Saved entries
•••
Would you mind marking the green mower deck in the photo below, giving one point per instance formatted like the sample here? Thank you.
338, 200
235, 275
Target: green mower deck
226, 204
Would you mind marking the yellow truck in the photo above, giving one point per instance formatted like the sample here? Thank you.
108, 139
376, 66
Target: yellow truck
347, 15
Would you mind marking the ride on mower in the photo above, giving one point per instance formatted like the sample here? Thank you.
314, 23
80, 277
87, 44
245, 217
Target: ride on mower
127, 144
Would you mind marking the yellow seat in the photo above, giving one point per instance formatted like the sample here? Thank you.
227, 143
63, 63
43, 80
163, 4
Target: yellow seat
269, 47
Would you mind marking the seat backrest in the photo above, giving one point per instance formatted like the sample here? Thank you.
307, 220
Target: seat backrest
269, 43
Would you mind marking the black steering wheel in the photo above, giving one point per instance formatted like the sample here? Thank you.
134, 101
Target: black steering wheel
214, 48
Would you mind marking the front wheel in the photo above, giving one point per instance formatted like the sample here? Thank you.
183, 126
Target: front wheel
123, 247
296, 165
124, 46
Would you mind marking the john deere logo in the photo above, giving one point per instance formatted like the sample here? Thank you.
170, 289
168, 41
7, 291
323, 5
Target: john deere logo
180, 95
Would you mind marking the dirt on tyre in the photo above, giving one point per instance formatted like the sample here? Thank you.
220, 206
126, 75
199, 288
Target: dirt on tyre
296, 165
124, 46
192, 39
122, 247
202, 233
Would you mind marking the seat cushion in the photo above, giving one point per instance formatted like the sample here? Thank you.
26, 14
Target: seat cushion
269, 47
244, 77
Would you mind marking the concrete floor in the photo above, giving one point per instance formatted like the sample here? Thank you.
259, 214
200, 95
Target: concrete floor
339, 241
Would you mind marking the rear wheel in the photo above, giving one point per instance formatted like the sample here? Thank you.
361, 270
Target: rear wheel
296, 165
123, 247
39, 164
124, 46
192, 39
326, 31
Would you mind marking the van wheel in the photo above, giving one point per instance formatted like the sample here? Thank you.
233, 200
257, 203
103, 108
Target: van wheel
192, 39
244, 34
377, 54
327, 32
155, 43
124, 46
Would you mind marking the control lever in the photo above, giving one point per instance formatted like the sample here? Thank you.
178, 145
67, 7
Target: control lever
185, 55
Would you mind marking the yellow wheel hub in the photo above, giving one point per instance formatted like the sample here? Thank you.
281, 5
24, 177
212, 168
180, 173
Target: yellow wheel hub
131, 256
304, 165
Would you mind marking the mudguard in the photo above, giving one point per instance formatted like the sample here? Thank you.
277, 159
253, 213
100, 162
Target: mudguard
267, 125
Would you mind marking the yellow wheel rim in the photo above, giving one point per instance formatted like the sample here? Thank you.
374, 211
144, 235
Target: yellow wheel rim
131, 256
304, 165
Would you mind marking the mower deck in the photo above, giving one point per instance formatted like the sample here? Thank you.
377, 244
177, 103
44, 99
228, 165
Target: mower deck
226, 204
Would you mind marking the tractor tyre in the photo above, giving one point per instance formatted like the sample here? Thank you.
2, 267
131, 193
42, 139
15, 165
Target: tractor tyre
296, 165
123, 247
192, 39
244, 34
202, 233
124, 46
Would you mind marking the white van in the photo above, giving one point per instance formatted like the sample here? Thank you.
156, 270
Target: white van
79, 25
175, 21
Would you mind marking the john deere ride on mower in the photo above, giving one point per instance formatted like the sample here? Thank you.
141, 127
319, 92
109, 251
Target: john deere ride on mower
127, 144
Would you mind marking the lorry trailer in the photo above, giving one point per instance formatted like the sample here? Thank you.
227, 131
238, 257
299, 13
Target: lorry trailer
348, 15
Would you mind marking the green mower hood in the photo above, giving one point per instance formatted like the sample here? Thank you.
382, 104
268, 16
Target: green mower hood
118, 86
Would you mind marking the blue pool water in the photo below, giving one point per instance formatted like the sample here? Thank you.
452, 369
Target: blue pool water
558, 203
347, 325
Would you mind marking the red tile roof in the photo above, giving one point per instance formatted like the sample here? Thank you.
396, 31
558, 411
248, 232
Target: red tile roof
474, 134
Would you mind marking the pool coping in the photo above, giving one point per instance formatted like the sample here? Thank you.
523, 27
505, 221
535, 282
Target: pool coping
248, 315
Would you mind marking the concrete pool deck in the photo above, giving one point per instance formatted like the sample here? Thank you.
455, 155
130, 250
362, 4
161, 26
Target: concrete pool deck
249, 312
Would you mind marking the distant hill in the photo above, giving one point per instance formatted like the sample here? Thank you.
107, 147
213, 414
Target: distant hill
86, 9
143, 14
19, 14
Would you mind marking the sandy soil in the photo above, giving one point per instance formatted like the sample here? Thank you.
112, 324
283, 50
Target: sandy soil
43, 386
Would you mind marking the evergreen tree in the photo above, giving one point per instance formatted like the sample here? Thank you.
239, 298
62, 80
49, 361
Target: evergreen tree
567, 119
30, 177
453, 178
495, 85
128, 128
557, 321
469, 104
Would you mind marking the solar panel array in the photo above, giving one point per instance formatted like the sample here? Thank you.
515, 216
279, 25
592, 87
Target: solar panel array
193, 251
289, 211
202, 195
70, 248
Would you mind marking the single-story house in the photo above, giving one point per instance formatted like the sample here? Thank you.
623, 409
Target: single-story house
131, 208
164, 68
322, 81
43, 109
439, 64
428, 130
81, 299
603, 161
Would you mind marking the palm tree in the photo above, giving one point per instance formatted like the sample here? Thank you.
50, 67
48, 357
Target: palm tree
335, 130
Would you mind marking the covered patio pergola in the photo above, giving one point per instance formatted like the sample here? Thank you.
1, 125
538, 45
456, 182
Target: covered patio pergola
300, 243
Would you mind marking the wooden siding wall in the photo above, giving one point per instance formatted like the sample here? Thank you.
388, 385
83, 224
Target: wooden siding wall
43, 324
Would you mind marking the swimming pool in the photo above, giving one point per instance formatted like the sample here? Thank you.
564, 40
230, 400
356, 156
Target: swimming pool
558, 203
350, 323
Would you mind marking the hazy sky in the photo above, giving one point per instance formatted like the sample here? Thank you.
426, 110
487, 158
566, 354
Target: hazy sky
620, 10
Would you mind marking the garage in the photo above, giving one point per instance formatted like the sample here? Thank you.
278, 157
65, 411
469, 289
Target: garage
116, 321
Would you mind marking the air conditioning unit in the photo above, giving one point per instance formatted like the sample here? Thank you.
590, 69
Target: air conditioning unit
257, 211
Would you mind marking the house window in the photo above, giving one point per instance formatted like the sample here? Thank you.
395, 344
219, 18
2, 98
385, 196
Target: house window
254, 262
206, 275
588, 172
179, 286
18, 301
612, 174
•••
EXERCISE GOAL. In the records above, find each line with the string "below" and list it.

RESULT OF THIS EXERCISE.
Would you mind marking the green mower deck in the photo below, giving one point per instance formatted like the sample here? Thank you.
Would you mind marking the blue pool water in the photo below, giving one point per instance formatted like the sample here? Thank you.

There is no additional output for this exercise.